**Passage to read:**

As of the 2025 Michelin Guide, there are 11 restaurants in Louisiana with a Bib Gourmand rating. Louisiana restaurants are reviewed as part of the American South guide, which began assessing restaurants in the state in 2025. While Michelin reviews restaurants in the entire state, all Bib Gourmand designated restaurants are currently located in New Orleans.

Key
| ✅ | Indicates a restaurant with a Michelin Bib Gourmand designation |

| Name | Cuisine | Location | 2025 |
|---|---|---|---|
| Acamaya | Mexican | New Orleans | ✅ |
| Cochon | Cajun | New Orleans | ✅ |
| Cochon Butcher | American | New Orleans | ✅ |
| Domilise's Po-Boy & Bar | Creole | New Orleans | ✅ |
| Dooky Chase | Creole | New Orleans | ✅ |
| Hungry Eyes | Fusion | New Orleans | ✅ |
| Lufu Nola | Indian | New Orleans | ✅ |
| Mister Mao | Asian Fusion | New Orleans | ✅ |
| Parkway Bakery & Tavern | Creole | New Orleans | ✅ |
| Saba | Israeli | New Orleans | ✅ |
| Turkey and the Wolf | American | New Orleans | ✅ |
| Reference(s) |  |  |  |

==Massachusetts==

As of the 2025 Michelin Guide, there are 6 restaurants in Massachusetts with a Bib Gourmand rating. Michelin reviews restaurants in Greater Boston as part of the American Northeast Cities guide, which began assessing restaurants in the area in 2025.

Key
| ✅ | Indicates a restaurant with a Michelin Bib Gourmand designation |

| Name | Cuisine | Location | 2025 |
|---|---|---|---|
| Bar Volpe | Italian | Boston – South End | ✅ |
| Fox & The Knife | Italian | Boston – South End | ✅ |
| Jahunger | Uyghur | Cambridge | ✅ |
| Mahaniyom | Thai | Brookline | ✅ |
| Pagu | Asian Fusion / Spanish | Cambridge | ✅ |
| Sumiao Hunan Kitchen | Chinese | Cambridge | ✅ |
| Reference(s) |  |  |  |

==Mississippi==
As of the 2025 Michelin Guide, there are 2 restaurants in Mississippi with a Bib Gourmand rating. Mississippi restaurants are reviewed as part of the American South guide, which began assessing restaurants in the state in 2025.

**Direction A:**
Using the Bib Gourmand list, state whether each statement agrees with it. For each, answer yes or no and quote the deciding words.
(i) Every Louisiana restaurant with a Bib Gourmand designation is in New Orleans.
(ii) Restaurants in Greater Boston are reviewed as part of the American South guide.
(iii) Mississippi has 2 restaurants with a Bib Gourmand rating.
**Direction B:** Rewrite the part of the Bib Gourmand list that opens with the words containing "As of the 2025 Michelin Guide, there are 6" and closes with "area in 2025.", putting "the Boston area" in place of "Greater Boston".
**Direction C:** Name every restaurant in the Bib Gourmand list whose cuisine is given as Creole.

**Dataset content:**
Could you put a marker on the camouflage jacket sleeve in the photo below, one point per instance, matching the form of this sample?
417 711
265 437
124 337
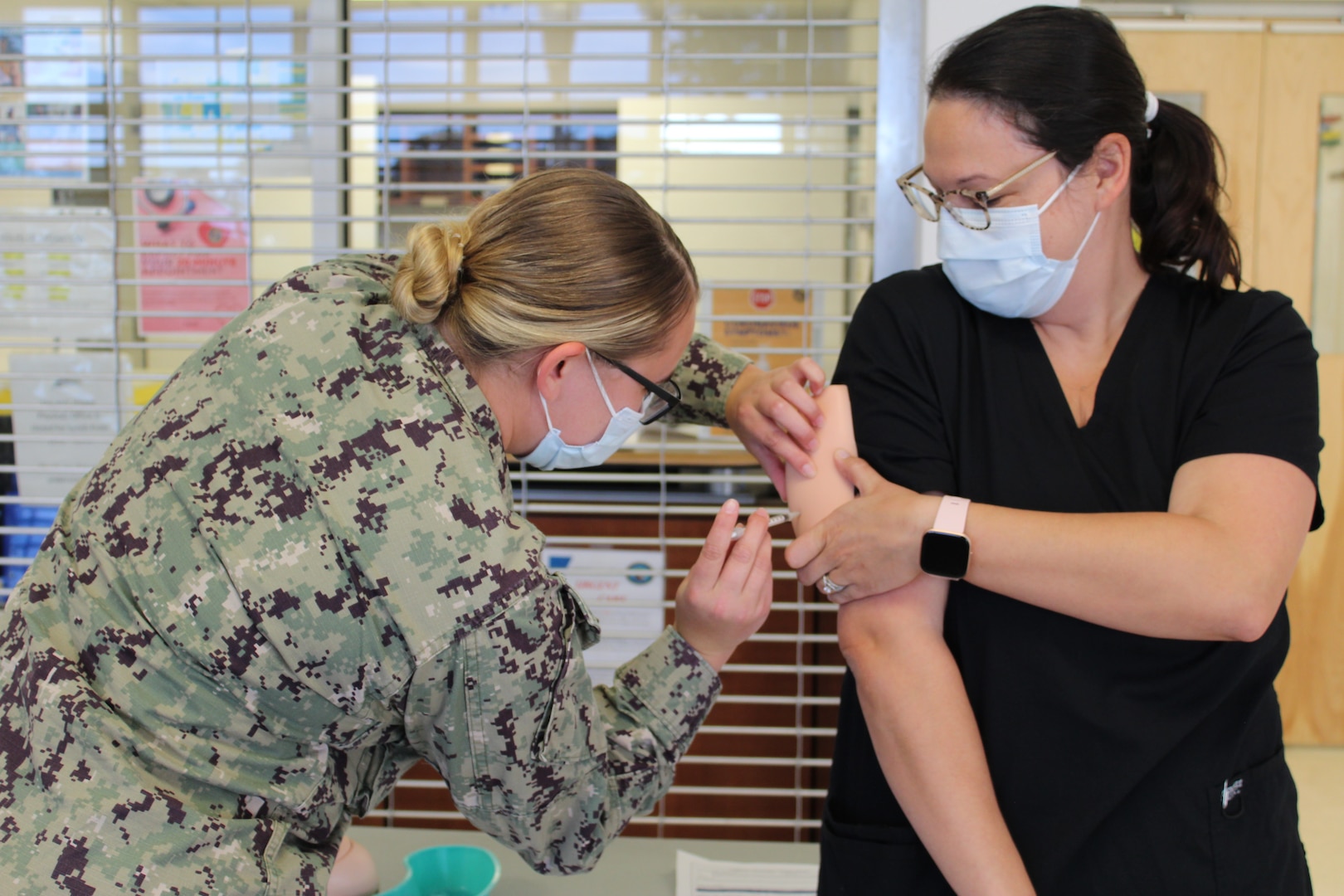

**Task solution A:**
(i) Yes: "all Bib Gourmand designated restaurants are currently located in New Orleans"
(ii) No: "Michelin reviews restaurants in Greater Boston as part of the American Northeast Cities guide"
(iii) Yes: "there are 2 restaurants in Mississippi with a Bib Gourmand rating"

**Task solution B:**
As of the 2025 Michelin Guide, there are 6 restaurants in Massachusetts with a Bib Gourmand rating. Michelin reviews restaurants in the Boston area as part of the American Northeast Cities guide, which began assessing restaurants in the area in 2025.

**Task solution C:** Domilise's Po-Boy & Bar, Dooky Chase, Parkway Bakery & Tavern